(Location identification entries)
— begin —

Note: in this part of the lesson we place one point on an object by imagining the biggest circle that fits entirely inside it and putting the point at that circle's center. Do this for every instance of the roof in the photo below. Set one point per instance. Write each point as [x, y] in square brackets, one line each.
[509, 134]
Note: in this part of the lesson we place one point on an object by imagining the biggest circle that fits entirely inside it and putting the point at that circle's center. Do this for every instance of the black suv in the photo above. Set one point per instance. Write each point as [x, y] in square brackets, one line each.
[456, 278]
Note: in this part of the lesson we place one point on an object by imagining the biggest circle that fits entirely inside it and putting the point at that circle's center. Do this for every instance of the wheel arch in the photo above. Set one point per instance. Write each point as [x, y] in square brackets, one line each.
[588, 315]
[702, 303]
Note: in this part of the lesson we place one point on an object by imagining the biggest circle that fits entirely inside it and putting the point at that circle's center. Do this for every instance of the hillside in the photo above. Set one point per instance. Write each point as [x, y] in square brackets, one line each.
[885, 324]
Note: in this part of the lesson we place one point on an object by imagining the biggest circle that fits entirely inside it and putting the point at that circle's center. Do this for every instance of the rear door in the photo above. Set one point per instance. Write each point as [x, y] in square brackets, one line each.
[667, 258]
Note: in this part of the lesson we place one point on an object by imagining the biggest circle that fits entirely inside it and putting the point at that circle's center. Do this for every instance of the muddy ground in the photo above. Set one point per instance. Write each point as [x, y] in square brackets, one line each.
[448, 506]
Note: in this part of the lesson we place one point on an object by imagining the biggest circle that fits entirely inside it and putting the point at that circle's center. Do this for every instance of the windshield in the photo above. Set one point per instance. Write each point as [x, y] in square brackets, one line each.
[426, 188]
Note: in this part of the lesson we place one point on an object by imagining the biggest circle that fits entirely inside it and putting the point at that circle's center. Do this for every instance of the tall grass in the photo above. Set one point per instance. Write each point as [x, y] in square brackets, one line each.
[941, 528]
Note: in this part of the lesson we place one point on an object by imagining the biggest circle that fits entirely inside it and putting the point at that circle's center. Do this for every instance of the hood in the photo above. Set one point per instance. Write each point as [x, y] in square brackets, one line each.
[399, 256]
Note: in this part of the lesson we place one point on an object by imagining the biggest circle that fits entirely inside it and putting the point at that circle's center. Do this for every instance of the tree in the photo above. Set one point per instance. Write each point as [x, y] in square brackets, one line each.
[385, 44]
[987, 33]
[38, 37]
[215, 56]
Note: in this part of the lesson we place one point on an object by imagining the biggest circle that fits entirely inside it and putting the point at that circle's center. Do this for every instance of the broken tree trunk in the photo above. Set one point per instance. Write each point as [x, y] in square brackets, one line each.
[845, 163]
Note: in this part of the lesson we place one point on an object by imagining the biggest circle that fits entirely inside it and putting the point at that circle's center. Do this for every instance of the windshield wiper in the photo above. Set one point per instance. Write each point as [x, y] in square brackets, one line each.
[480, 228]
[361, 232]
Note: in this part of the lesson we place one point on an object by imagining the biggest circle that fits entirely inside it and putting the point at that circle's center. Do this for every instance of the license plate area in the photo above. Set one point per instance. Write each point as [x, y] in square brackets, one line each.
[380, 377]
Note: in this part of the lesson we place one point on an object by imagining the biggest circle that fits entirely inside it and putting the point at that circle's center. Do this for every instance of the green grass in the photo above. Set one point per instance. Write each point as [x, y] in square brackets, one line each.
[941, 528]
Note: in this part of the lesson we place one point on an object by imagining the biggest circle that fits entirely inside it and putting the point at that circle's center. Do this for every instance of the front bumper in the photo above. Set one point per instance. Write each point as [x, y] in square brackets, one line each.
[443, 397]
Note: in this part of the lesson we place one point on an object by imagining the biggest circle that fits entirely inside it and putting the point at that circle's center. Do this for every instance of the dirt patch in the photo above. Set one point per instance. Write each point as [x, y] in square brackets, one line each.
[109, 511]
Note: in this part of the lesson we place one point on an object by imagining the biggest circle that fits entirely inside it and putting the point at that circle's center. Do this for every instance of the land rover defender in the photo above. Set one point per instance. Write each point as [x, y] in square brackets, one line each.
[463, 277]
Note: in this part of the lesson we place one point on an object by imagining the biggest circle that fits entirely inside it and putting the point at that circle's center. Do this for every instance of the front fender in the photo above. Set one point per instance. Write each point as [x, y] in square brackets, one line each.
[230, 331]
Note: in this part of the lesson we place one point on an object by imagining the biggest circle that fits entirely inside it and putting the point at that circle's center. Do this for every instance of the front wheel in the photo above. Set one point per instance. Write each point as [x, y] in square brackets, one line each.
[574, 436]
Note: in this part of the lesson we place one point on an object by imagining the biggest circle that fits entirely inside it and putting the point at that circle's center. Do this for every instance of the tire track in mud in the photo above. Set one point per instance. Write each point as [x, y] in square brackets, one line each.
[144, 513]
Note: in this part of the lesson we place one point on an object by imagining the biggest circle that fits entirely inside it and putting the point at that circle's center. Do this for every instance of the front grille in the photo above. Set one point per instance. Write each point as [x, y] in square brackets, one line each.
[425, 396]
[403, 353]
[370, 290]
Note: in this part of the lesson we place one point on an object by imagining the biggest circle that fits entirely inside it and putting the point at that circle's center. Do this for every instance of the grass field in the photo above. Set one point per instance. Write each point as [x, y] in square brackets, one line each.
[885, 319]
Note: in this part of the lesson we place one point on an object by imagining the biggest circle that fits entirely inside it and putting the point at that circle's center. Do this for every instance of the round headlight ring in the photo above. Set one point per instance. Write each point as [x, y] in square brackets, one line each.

— end —

▶ **Problem description**
Starting at the line that contains "the front grille" and ending at the end of the entries, write the lines again with "biggest circle" switched to "largest circle" and everything else unchanged.

▶ **The reply**
Note: in this part of the lesson we place one point on an object by imagining the largest circle that fits entirely inside it and putting the point at that circle's center. Do this for every instance of the front grille in the photo above. Set one point per instance. Write each point as [x, y] in square brackets, one line each.
[425, 396]
[403, 353]
[370, 290]
Note: in this part of the lesson we place one point on an object by imagining the largest circle that fits entirely inside it and putting the point at that circle's center. Do this for every instance of the grass field in the photo above. Set one point per instance. Write each point as [x, y] in square brackets, one line each.
[885, 319]
Note: in this part of the lesson we place one point on an object by imagining the largest circle that fits entirely inside it and putting the point at that circle's center. Do this for every instance of the round headlight ring in the photo above. Set one point per instance. Write each point as [x, y] in square brackets, one line each.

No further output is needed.